__TASK INSTRUCTIONS__
Put only the records starting at the line that has "Each instance of the black" and ending after the line that has "Each instance of the granite" into a Markdown table with the columns Row and Record line. Number each row and leave out blank lines.

__Records__
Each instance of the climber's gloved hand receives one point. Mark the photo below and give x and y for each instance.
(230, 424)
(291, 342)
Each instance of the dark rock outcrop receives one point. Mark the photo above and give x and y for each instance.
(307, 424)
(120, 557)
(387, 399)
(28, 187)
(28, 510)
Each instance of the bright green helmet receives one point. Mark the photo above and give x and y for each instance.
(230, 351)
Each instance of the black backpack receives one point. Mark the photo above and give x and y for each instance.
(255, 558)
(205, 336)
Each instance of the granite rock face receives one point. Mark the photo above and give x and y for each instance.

* * *

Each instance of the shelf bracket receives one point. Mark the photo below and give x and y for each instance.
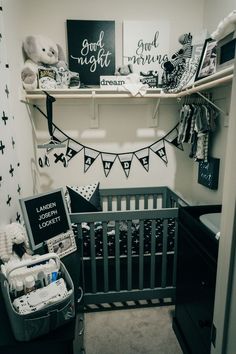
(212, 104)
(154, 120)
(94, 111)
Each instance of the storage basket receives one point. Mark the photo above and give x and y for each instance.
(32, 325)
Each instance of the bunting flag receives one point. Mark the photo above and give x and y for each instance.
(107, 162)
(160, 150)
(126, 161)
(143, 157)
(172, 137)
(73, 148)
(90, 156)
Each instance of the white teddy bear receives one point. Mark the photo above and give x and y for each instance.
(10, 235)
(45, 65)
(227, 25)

__TASK ANSWER__
| Row | Record line |
|---|---|
| 1 | Each instance of the black backpack receives one point. Mark the photo above and give x and y for each instance. |
| 2 | (255, 558) |
| 3 | (205, 336) |
| 4 | Each instance of the granite rock face receives one point. Mark the photo above and give x and y for each instance. |